Work required:
Please say how many lines in the records below contain the word "slope", giving only the number.

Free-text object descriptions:
● ● ●

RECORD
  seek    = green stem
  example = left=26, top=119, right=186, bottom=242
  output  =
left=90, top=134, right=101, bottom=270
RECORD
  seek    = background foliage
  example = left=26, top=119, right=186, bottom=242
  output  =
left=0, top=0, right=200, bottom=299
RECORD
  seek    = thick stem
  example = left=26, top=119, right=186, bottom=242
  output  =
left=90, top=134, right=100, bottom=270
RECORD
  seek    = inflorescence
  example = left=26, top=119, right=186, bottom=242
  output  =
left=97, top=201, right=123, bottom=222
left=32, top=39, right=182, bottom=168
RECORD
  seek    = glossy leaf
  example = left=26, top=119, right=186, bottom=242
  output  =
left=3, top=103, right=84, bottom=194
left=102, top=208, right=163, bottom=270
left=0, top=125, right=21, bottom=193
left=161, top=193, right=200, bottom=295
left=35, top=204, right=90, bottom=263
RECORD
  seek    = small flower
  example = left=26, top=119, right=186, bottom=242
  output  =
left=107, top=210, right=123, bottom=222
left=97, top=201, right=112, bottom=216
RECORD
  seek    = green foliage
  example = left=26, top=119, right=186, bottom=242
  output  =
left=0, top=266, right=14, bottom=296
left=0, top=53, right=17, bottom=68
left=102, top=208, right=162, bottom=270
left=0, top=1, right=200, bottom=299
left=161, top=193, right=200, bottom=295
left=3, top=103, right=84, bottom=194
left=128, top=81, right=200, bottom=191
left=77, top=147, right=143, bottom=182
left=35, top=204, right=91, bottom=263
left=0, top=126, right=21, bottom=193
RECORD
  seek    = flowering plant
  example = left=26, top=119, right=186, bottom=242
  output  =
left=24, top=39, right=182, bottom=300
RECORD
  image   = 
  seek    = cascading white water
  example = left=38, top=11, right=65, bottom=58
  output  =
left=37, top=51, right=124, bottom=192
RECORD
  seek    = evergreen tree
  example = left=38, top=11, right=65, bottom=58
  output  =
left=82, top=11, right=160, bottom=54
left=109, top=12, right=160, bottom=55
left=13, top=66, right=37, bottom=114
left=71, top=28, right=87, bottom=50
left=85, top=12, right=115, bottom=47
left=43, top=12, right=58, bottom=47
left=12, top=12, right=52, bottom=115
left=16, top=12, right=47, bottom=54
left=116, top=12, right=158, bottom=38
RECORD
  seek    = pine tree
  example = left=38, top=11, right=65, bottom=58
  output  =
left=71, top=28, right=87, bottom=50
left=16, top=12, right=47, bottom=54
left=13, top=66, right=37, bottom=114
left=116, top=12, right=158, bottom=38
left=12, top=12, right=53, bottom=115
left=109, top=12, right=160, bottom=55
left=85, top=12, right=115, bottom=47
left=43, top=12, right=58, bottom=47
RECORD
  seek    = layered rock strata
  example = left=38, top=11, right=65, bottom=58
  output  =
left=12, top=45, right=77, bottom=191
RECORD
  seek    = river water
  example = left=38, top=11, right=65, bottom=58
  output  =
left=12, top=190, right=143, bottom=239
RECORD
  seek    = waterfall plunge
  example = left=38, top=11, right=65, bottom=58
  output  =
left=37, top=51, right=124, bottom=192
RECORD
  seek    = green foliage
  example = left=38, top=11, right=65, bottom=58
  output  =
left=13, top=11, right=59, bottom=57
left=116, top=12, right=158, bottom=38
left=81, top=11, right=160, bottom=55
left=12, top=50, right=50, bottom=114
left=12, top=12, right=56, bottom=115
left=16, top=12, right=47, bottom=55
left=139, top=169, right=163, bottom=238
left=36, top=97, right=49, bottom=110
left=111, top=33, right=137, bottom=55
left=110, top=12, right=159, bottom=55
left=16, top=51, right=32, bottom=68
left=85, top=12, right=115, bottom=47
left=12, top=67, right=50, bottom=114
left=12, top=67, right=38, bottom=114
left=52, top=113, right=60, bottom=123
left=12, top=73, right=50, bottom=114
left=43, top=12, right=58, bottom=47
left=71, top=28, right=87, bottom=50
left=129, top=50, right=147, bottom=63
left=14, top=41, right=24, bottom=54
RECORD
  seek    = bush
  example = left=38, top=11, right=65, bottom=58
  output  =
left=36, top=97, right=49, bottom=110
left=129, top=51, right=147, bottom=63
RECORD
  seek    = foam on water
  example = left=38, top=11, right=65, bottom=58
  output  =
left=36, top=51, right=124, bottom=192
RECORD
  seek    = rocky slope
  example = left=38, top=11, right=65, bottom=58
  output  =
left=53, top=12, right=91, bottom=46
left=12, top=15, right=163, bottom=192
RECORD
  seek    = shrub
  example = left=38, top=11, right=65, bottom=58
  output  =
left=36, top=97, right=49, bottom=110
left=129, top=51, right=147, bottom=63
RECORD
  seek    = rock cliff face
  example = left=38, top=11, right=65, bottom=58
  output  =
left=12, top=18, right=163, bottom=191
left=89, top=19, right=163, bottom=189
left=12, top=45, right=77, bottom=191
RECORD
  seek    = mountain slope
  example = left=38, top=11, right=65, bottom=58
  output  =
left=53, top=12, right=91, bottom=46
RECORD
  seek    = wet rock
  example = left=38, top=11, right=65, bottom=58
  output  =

● ● ●

Your solution:
2